→ **Supplied text**
---------------

FuryDumper 🧙‍

Welcome to dumper gem! In this directory, you'll find the files you need to be able to package up your Ruby library into a gem. Put your Ruby code in the file lib/fury_dumper.

It help you to get dump from remote database in main service and other microservices, which has fury_dumper gem.

Read this in other languages: Russian.

For developers: English, Russian.

Installation

Add this line to your application's Gemfile:

gem 'fury_dumper'

And then execute:

bundle install

Or install it yourself as:

gem install fury_dumper

Usage

Configuration

Create default configuration

bundle exec rails generate fury_dumper:config

For correct work with other services change default fury_dumper.yml config. Structure description:

# The size of the batch at the first iteration
#
# Optional; default 100
batch_size: 100

# The ratio of the number of records (fetching_records) uploaded from the database to the size of the batch
# Formula: fetching_records = ratio_records_batches * batch_size
# fetching_records acts as the limit value for sql queries
#
# Optional; default 10
ratio_records_batches: 10

# Track mode of the graph of relations - in width (:wide) or depth (:depth)
#
# Optional; default wide
mode: wide

# Relations that will be excluded from the dump,
# useful for speed optimization uploads and exceptions
# from unloading extra data:
# <class name>. <association name>
#
# Optional; default is empty array
exclude_relations: User.friends, Post.author

# By default, data is uploaded quickly (without sorting)

---------------

→ **Raw data**
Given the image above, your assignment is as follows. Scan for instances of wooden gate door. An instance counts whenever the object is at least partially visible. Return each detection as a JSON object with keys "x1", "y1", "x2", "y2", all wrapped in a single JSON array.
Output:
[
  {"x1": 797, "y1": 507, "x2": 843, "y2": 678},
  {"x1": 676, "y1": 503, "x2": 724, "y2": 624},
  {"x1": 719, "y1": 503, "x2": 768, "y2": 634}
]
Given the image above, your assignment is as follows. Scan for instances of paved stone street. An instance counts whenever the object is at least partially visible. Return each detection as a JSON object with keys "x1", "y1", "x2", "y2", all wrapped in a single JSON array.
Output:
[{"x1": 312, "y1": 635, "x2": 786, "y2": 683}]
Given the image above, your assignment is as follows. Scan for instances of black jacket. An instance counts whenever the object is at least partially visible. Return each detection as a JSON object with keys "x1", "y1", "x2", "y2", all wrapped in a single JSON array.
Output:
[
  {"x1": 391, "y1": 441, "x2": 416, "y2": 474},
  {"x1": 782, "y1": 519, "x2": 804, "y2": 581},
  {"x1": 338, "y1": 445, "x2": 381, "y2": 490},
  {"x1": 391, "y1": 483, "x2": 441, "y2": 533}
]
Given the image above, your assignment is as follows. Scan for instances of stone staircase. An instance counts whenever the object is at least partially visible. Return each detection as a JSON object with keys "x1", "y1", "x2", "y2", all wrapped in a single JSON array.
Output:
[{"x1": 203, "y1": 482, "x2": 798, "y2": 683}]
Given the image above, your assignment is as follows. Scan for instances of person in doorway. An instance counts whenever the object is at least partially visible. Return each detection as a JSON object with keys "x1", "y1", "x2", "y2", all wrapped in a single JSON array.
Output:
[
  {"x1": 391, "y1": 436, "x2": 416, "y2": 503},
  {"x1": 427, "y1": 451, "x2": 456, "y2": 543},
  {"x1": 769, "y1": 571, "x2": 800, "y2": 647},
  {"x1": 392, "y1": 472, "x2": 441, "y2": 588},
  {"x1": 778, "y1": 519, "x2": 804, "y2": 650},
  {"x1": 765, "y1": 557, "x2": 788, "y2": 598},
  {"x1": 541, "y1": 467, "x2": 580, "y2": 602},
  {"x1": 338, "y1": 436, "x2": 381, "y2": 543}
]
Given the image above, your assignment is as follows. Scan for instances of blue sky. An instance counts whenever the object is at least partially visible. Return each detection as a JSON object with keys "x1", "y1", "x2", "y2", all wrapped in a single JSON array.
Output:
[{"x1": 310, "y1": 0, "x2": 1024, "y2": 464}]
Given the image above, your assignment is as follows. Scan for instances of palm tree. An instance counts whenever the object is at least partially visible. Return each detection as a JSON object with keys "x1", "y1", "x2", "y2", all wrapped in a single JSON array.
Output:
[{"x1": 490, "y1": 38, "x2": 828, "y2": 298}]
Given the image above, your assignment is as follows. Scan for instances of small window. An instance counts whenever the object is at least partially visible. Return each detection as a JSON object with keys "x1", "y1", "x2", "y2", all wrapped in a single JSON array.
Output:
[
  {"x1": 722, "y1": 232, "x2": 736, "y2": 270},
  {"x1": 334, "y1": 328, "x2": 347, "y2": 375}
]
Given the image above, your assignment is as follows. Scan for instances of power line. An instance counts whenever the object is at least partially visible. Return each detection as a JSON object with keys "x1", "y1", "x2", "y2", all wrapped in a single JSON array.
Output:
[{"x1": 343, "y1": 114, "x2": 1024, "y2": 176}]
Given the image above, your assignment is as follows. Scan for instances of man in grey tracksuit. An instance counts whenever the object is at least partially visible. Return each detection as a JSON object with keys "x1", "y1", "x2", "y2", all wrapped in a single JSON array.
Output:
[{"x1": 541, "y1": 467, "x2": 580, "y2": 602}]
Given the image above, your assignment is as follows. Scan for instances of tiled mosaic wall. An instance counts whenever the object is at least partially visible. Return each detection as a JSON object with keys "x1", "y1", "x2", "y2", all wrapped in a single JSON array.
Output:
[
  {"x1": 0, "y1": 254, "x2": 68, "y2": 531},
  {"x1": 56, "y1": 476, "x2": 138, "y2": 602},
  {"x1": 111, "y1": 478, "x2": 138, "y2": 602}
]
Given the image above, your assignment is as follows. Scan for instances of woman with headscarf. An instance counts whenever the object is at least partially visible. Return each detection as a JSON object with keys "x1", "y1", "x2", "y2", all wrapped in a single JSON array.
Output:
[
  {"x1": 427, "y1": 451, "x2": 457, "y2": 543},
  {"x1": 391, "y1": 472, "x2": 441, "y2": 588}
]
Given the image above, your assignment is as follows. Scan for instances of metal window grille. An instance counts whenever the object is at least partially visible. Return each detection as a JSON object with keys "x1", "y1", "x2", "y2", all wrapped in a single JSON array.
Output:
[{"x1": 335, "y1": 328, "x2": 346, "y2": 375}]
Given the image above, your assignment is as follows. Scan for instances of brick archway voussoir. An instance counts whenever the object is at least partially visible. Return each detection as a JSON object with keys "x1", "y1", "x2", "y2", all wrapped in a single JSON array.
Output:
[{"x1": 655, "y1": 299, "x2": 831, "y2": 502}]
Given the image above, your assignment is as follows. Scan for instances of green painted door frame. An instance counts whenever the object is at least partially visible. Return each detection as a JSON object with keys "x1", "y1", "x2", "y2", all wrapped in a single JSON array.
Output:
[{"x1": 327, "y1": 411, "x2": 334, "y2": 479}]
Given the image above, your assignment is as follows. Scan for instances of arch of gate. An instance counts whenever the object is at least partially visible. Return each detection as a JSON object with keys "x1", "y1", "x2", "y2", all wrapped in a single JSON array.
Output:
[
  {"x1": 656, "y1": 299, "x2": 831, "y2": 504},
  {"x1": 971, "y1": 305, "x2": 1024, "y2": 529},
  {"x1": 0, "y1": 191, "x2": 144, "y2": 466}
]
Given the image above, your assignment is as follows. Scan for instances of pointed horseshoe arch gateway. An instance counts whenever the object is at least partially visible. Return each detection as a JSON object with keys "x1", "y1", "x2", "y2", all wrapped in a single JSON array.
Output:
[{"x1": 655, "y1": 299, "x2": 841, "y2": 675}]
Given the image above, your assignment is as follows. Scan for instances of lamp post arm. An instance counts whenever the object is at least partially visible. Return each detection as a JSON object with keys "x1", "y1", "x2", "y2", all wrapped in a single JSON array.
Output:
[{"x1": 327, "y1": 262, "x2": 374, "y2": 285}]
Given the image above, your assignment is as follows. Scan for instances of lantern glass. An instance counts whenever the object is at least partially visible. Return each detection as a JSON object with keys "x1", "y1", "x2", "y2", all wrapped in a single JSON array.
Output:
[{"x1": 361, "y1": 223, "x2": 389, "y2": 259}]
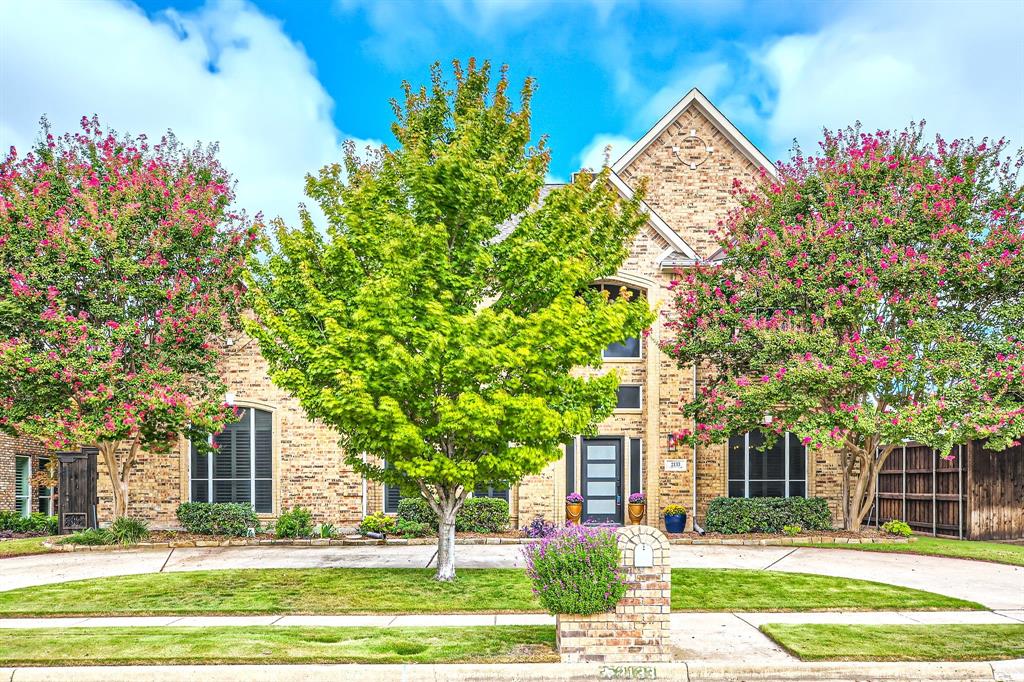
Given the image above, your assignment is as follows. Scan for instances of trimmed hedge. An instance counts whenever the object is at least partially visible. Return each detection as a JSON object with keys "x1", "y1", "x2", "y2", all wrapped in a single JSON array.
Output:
[
  {"x1": 705, "y1": 498, "x2": 833, "y2": 535},
  {"x1": 0, "y1": 511, "x2": 57, "y2": 536},
  {"x1": 177, "y1": 502, "x2": 260, "y2": 538},
  {"x1": 398, "y1": 498, "x2": 509, "y2": 532}
]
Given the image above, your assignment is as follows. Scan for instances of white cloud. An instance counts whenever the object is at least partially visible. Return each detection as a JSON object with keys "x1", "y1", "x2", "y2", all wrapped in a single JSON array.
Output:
[
  {"x1": 578, "y1": 133, "x2": 636, "y2": 171},
  {"x1": 0, "y1": 0, "x2": 380, "y2": 222},
  {"x1": 759, "y1": 2, "x2": 1024, "y2": 152}
]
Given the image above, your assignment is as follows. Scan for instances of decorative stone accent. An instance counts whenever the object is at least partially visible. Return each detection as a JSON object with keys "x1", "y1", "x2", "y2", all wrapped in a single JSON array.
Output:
[{"x1": 556, "y1": 525, "x2": 672, "y2": 663}]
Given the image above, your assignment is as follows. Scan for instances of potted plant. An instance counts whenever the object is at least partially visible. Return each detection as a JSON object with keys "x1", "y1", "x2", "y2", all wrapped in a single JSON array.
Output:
[
  {"x1": 629, "y1": 493, "x2": 647, "y2": 525},
  {"x1": 565, "y1": 493, "x2": 583, "y2": 523},
  {"x1": 665, "y1": 505, "x2": 686, "y2": 532}
]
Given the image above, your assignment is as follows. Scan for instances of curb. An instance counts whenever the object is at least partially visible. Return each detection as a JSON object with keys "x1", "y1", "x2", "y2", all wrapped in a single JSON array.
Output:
[
  {"x1": 0, "y1": 660, "x2": 1024, "y2": 682},
  {"x1": 43, "y1": 536, "x2": 918, "y2": 552}
]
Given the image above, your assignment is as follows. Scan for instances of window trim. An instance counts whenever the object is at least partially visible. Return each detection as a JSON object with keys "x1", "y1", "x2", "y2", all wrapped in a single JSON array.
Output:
[
  {"x1": 591, "y1": 280, "x2": 650, "y2": 364},
  {"x1": 725, "y1": 431, "x2": 810, "y2": 500},
  {"x1": 36, "y1": 456, "x2": 53, "y2": 516},
  {"x1": 14, "y1": 455, "x2": 32, "y2": 518},
  {"x1": 613, "y1": 383, "x2": 643, "y2": 415},
  {"x1": 184, "y1": 399, "x2": 281, "y2": 517}
]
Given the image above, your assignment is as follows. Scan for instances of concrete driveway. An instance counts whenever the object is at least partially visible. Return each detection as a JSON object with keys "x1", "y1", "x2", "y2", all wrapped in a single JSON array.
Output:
[{"x1": 0, "y1": 545, "x2": 1024, "y2": 610}]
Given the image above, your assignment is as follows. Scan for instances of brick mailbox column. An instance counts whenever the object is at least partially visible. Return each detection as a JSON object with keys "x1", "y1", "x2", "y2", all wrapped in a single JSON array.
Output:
[{"x1": 556, "y1": 525, "x2": 672, "y2": 663}]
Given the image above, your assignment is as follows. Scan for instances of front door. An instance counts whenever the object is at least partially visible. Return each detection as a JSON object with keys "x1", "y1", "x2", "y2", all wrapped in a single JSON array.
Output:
[{"x1": 583, "y1": 438, "x2": 623, "y2": 523}]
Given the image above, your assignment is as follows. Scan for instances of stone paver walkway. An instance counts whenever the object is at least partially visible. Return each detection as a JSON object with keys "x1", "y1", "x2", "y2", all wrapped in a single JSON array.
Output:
[{"x1": 0, "y1": 545, "x2": 1024, "y2": 609}]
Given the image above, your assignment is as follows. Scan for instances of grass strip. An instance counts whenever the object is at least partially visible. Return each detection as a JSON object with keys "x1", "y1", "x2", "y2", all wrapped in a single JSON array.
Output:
[
  {"x1": 761, "y1": 623, "x2": 1024, "y2": 660},
  {"x1": 0, "y1": 568, "x2": 983, "y2": 617},
  {"x1": 0, "y1": 626, "x2": 558, "y2": 667},
  {"x1": 798, "y1": 536, "x2": 1024, "y2": 566}
]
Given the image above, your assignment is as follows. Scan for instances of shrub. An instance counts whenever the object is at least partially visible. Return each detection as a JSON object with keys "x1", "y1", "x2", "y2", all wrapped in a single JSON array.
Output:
[
  {"x1": 57, "y1": 528, "x2": 117, "y2": 545},
  {"x1": 110, "y1": 516, "x2": 150, "y2": 545},
  {"x1": 705, "y1": 498, "x2": 831, "y2": 534},
  {"x1": 177, "y1": 502, "x2": 260, "y2": 538},
  {"x1": 394, "y1": 518, "x2": 430, "y2": 538},
  {"x1": 0, "y1": 511, "x2": 57, "y2": 536},
  {"x1": 359, "y1": 512, "x2": 396, "y2": 536},
  {"x1": 523, "y1": 523, "x2": 626, "y2": 614},
  {"x1": 398, "y1": 498, "x2": 509, "y2": 532},
  {"x1": 315, "y1": 523, "x2": 338, "y2": 538},
  {"x1": 274, "y1": 507, "x2": 313, "y2": 538},
  {"x1": 882, "y1": 518, "x2": 913, "y2": 538},
  {"x1": 522, "y1": 516, "x2": 556, "y2": 538}
]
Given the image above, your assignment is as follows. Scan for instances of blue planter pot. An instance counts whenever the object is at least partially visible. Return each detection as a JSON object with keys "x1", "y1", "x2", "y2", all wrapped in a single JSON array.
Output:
[{"x1": 665, "y1": 514, "x2": 686, "y2": 532}]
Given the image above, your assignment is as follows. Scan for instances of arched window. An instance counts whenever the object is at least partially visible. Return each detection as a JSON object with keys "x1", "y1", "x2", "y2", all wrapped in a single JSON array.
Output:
[
  {"x1": 591, "y1": 282, "x2": 645, "y2": 359},
  {"x1": 189, "y1": 408, "x2": 273, "y2": 514}
]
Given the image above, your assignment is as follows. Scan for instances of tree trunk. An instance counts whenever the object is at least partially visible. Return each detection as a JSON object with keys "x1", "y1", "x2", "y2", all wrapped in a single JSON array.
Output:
[{"x1": 434, "y1": 509, "x2": 456, "y2": 583}]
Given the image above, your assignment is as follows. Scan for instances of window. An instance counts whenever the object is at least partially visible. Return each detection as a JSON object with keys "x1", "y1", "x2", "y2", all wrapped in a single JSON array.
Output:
[
  {"x1": 615, "y1": 384, "x2": 640, "y2": 410},
  {"x1": 473, "y1": 485, "x2": 509, "y2": 502},
  {"x1": 14, "y1": 457, "x2": 32, "y2": 517},
  {"x1": 191, "y1": 408, "x2": 273, "y2": 514},
  {"x1": 36, "y1": 457, "x2": 53, "y2": 516},
  {"x1": 591, "y1": 283, "x2": 644, "y2": 359},
  {"x1": 729, "y1": 431, "x2": 807, "y2": 498}
]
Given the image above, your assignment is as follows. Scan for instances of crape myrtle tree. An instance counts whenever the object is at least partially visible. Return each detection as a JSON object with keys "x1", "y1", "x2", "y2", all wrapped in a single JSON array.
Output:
[
  {"x1": 0, "y1": 118, "x2": 258, "y2": 517},
  {"x1": 664, "y1": 124, "x2": 1024, "y2": 529},
  {"x1": 250, "y1": 60, "x2": 652, "y2": 581}
]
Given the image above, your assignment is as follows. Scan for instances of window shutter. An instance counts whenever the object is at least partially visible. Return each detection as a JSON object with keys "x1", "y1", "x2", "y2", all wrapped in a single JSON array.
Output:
[
  {"x1": 253, "y1": 410, "x2": 273, "y2": 514},
  {"x1": 630, "y1": 438, "x2": 643, "y2": 493},
  {"x1": 384, "y1": 462, "x2": 401, "y2": 514},
  {"x1": 565, "y1": 438, "x2": 575, "y2": 495}
]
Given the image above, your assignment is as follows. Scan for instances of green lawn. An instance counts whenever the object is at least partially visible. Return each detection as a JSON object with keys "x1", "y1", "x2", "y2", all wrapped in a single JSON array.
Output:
[
  {"x1": 0, "y1": 538, "x2": 55, "y2": 559},
  {"x1": 761, "y1": 623, "x2": 1024, "y2": 660},
  {"x1": 0, "y1": 626, "x2": 558, "y2": 666},
  {"x1": 0, "y1": 568, "x2": 982, "y2": 616},
  {"x1": 798, "y1": 536, "x2": 1024, "y2": 566}
]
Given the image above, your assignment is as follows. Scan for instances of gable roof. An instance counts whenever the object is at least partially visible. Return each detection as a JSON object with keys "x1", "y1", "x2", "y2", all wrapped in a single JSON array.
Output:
[
  {"x1": 608, "y1": 170, "x2": 700, "y2": 260},
  {"x1": 611, "y1": 88, "x2": 778, "y2": 177}
]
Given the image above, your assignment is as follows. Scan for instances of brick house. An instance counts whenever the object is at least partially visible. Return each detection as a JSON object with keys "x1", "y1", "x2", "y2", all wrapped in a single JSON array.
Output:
[{"x1": 0, "y1": 89, "x2": 840, "y2": 527}]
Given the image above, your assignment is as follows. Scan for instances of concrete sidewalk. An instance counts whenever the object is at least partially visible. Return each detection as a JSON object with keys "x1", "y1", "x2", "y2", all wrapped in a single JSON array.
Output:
[
  {"x1": 0, "y1": 545, "x2": 1024, "y2": 609},
  {"x1": 0, "y1": 660, "x2": 1024, "y2": 682},
  {"x1": 0, "y1": 611, "x2": 1024, "y2": 664}
]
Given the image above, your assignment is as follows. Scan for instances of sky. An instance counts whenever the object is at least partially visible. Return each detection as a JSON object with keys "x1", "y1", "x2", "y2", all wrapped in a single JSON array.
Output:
[{"x1": 0, "y1": 0, "x2": 1024, "y2": 221}]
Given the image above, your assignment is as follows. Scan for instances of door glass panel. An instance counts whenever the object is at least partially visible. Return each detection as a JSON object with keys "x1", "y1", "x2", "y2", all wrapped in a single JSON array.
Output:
[
  {"x1": 587, "y1": 480, "x2": 615, "y2": 497},
  {"x1": 587, "y1": 445, "x2": 615, "y2": 460},
  {"x1": 587, "y1": 464, "x2": 615, "y2": 478}
]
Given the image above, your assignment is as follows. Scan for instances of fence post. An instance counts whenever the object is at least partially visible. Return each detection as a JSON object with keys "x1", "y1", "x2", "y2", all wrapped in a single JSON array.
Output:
[
  {"x1": 956, "y1": 444, "x2": 971, "y2": 540},
  {"x1": 899, "y1": 442, "x2": 908, "y2": 523},
  {"x1": 932, "y1": 447, "x2": 939, "y2": 538}
]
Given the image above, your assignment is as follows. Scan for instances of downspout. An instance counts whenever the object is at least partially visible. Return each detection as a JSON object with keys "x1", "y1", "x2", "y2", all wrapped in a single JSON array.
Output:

---------------

→ **Work instructions**
• a. Repeat word for word the stretch of the FuryDumper page from "Welcome to dumper" through "other languages: Russian.".
• b. According to the FuryDumper page, which command creates the default configuration?
The records were taken from a different source than the FuryDumper page.

→ **Answers given**
• a.
Welcome to dumper gem! In this directory, you'll find the files you need to be able to package up your Ruby library into a gem. Put your Ruby code in the file lib/fury_dumper.

It help you to get dump from remote database in main service and other microservices, which has fury_dumper gem.

Read this in other languages: Russian.

• b. bundle exec rails generate fury_dumper:config